▶ [READING PASSAGE]:

Human rights called haqooq-ul-Abad ( the rights of the people) are obligatory for the Muslims. They are as important as haqooq-al-Allah( the rights of Allah), nay in a way more important because Allah has promised to forgive the violation of his rights if someone repents, but in the case of violation of the haqooq al Abad the person who had suffered, has the right to forgive and it is obligatory for the offender to compensate.
Objectives of Shari’ah:
Shari’ah is the basic code of Islam it aims at creating a society with deep sense of responsibility and every one is accountable for his actions. The main difference between Shari’ah and the secular law is that the Shari’ah is based on revelation while the secular law is man made law[6]
The human rights, presented by united nation organization are presented in 1948 and are a very modern and innovative concept for the western world and the world which is not familiar with Islam. For Islam this is the concept presented by Allah and his last messenger, Muhammad (pbuh), 1400 years ago.
Islam is the universal religion which preaches and practices the theory of human rights when the world was lost in the darkness of ignorance. Further, the scholar of Islam, Imam Ghazali presented the Universal theory of Islamic law, which is known as Makasid-e-Shari’ah.
This theory of Makasid-e-Shari’ah which is also known as the objectives of Shari’ah is as follows.
  1. The protection of Religion (DIN).
  2. The protection of Life.
  3. The protection of Intellect
  4. The protection of procreation.
  5. Protection of property.
Al Ghazali divided these purposes in two types. The first is pertaining to the hereafter which means preservation of Religion and the second category is related to this life and world and contains the four other purposes.[7]


Human rights and the objectives of Shari’ah:
The objectives of Shari’ah are the promotion of human dignity, justice and equality. It establishes the consultative government and the realization of the lawful benefits of the people. It provides the prevention from harm and the removal of the hardships. It educates the individual and make hi punctual, self disciplined and honest.[8]
There are 30 articles which are demonstrating the categories of human rights, presented by united nation organization; these 30 articles are precisely and concisely presented by Islam in 5 objectives of Shari’ah. As Islam is the complete code of life and covers each and every aspect of life, the objectives of Shari’ah in the same way presents the human rights in only 5 points and covers the whole range of human rights.
Objectives of Shari’ah protect the human rights and these objectives of Shari’ah are fulfilled by the implementation of Hadud and Qisas penalties or punishments. For example:
Ø  The Qisas and Diyat punishment protects the life of the person or the lives of the people.
Ø  The Hadud punishment like the punishment of adultery which is stoning to death or hundred stripes protects the lineage of a person or it preserves the sanctity and respect of the individual.
Ø  The punishment of the theft or dacoit which is cutting of hands preserves the objective of protection of wealth.
Ø  The punishment of the drinking of wine protects and preserves the objective of preservation of intellect.
Ø  The protection of these four things automatically preserves the religion and generally as a whole it protects all the human rights in broader sense.
Human rights are well protected and preserved by the objectives of the Shari’ah which not only give a chance to the individual as well as to the society to live a peaceful life and teaches one, to not to violate the rights of others and if some one commit the crime of violating the rights of others it provides the remedy for this disease by the implementation of Hadud and Qisas punishments. Hence, Hadud and Qisas punishments protect and preserve the objectives of Shari’ah and the objectives preserves all the human rights of the whole world.

[3] Clapham,A (2007). Human rights, a short introduction (Great Britain, Biddles LTD)
[5] Peter Davies (1988), Human Rights(Great Britain, Guernsey press)
[6] Qasmi, A.H (2006) International Encyclopedia of Islam (India, Isha Books) vol 2, pg 89.
[7] Shah, Niaz.A (2011) . Islamic law and the law of the armed conflict, (New York, Rutledge) pg 16.
[8] Esposito, John (1999), The Oxford history of Islam. (New York, Oxford university press) pg 135.

▶ [EXTRACTED MATERIAL]:
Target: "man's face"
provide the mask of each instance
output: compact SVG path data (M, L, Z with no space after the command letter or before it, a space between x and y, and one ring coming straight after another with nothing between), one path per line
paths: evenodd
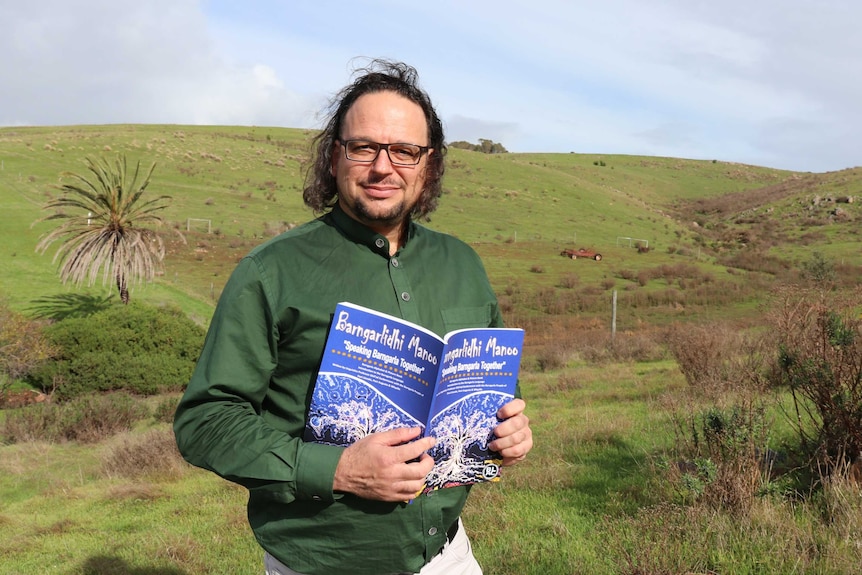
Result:
M353 103L339 137L426 146L428 126L418 104L394 92L375 92ZM401 224L422 194L427 161L426 153L415 166L394 165L381 149L373 162L355 162L347 159L343 145L336 142L332 175L338 184L338 203L355 220L397 241Z

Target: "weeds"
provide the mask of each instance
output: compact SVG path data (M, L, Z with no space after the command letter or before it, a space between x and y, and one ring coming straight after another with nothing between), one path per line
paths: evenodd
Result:
M78 441L95 443L128 431L149 411L130 395L83 396L63 404L39 403L6 412L5 441Z
M176 479L187 470L170 427L123 437L102 457L102 472L107 477Z

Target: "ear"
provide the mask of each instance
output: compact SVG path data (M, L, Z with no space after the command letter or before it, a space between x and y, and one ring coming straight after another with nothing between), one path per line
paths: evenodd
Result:
M332 142L332 153L330 154L329 158L329 174L333 178L335 177L335 174L338 173L338 160L341 158L341 156L339 155L340 150L338 149L338 146L340 145L341 144L338 142L338 140L334 140Z

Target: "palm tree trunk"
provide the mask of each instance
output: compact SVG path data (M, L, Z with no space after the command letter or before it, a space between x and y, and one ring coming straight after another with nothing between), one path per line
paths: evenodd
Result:
M117 289L120 290L120 301L123 305L129 303L129 288L126 287L126 279L120 274L117 274Z

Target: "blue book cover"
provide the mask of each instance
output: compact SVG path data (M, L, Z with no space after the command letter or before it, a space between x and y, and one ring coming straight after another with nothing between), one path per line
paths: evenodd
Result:
M378 431L422 427L436 438L425 492L499 479L488 449L497 410L518 381L524 331L473 328L445 338L342 302L317 375L305 440L349 445Z

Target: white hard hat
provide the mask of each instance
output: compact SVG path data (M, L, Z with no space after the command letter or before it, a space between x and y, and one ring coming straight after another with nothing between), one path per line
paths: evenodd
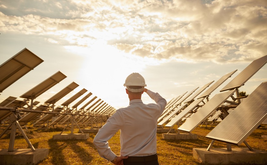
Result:
M128 90L132 92L140 92L144 90L145 87L146 86L145 79L138 73L133 73L127 77L125 83L123 84ZM141 86L139 89L132 89L129 86Z

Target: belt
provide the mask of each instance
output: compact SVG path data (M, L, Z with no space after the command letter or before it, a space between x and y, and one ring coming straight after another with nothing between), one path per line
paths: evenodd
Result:
M144 162L158 160L158 155L156 154L145 156L129 156L127 159L124 159L126 162Z

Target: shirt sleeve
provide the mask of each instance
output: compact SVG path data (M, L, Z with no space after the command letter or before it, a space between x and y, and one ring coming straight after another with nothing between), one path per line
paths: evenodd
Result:
M116 155L109 146L108 141L120 129L123 123L123 118L116 112L98 130L94 139L93 143L101 157L111 161L114 159Z
M161 115L165 109L166 104L167 104L166 100L158 93L153 92L150 90L148 90L146 91L146 93L151 99L153 99L156 102L157 105L159 106L160 110L160 115Z

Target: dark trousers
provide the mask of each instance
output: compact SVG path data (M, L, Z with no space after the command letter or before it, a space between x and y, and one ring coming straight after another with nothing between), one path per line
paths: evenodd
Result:
M159 165L157 154L145 156L129 156L123 160L124 165Z

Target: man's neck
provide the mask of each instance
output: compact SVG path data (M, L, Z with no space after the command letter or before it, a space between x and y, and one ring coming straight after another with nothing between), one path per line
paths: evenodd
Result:
M129 99L130 101L135 100L135 99L141 99L141 97L135 97L135 96L131 96L129 95Z

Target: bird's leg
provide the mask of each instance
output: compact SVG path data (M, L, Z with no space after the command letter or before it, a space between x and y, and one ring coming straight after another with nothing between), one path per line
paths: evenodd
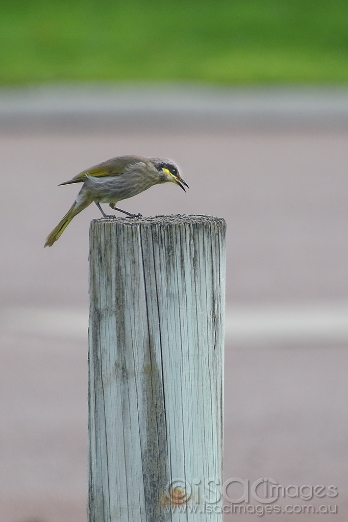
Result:
M130 212L127 212L127 210L123 210L121 208L117 208L117 207L112 207L110 205L111 208L113 210L118 210L118 212L123 212L124 214L127 214L129 218L142 218L142 216L141 214L131 214Z
M98 208L99 209L99 210L101 212L102 214L103 215L103 218L115 218L116 217L115 216L107 216L107 214L105 214L105 212L104 211L104 210L103 210L103 209L102 208L102 207L100 206L100 203L99 203L99 201L95 201L94 203L95 204L95 205L97 205L97 206L98 207Z

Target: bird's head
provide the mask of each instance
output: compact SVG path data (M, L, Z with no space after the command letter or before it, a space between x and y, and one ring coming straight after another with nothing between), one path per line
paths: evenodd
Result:
M184 192L186 192L185 187L189 188L187 183L181 177L177 167L172 162L169 160L154 158L152 162L159 172L160 183L165 183L167 182L175 183L178 185Z

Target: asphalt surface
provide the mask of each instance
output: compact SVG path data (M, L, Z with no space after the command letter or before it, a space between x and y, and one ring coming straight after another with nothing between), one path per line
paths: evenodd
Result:
M311 106L322 109L322 101L315 99ZM344 115L343 105L338 106ZM206 124L193 126L194 111L189 124L178 118L172 125L168 111L163 116L159 109L157 115L150 111L149 126L145 113L137 120L135 111L133 123L124 128L107 118L101 127L100 112L94 124L90 112L79 120L67 111L75 123L65 126L49 111L47 120L38 116L39 111L34 117L18 109L13 125L9 120L2 127L0 123L0 522L86 520L87 339L59 325L66 311L80 317L87 309L88 227L99 217L97 207L83 211L56 244L43 249L76 193L74 185L58 184L84 168L127 153L177 163L190 187L187 194L172 185L155 187L121 208L144 215L225 218L227 310L243 312L243 320L251 318L245 330L255 326L255 310L259 318L267 312L280 324L274 310L282 311L286 322L289 310L305 310L306 319L306 310L313 315L330 309L334 316L335 310L342 314L344 323L348 127L335 126L340 118L333 109L330 128L323 109L317 111L321 116L316 123L312 120L309 127L299 123L296 128L278 109L272 116L264 107L267 124L259 120L253 128L252 106L241 111L247 125L219 127L217 117L213 130ZM51 314L46 330L30 327L43 321L37 311ZM325 323L325 313L316 316L317 325ZM345 520L348 507L348 341L344 333L334 335L338 327L323 335L314 324L319 334L309 338L299 327L297 336L290 337L283 329L272 342L257 330L247 342L235 336L235 337L227 336L224 459L226 479L248 479L250 487L262 477L284 487L336 485L337 497L313 503L337 505L338 522ZM308 503L281 500L284 506ZM227 514L226 519L247 516ZM274 513L262 518L268 522L277 516L311 518Z

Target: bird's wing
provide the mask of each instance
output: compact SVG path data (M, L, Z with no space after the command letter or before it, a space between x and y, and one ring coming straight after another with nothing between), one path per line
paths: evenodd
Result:
M117 158L112 158L106 160L98 165L83 170L75 176L69 181L66 181L61 185L69 185L70 183L81 183L85 181L86 175L94 177L103 177L105 176L118 176L123 174L125 169L129 168L133 163L139 161L147 161L147 158L141 156L119 156Z

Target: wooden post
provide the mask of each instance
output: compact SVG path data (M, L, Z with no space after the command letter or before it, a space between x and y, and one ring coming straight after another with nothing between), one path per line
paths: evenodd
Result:
M92 221L89 522L222 520L225 233Z

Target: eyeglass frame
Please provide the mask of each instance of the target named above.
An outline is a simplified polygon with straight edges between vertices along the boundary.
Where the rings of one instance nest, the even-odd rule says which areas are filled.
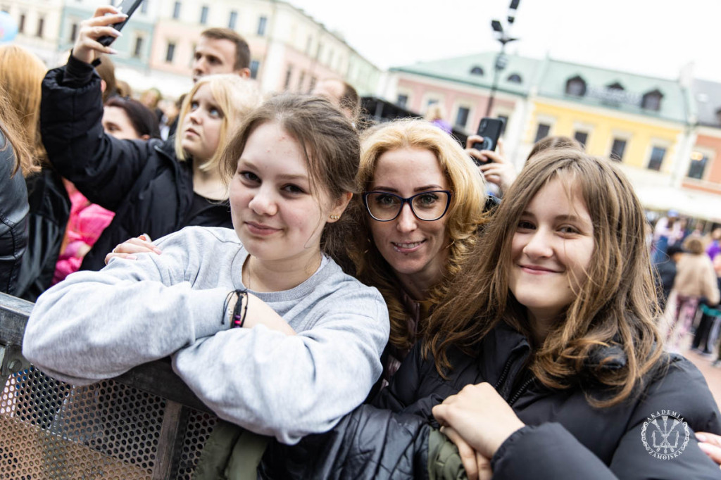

▶ [ACTION ITEM]: In the essay on human rights and the objectives of Shari'ah, what year does it give for the United Nations' presentation of human rights? The material comes from a separate source.

▶ [WRITTEN SOLUTION]: 1948.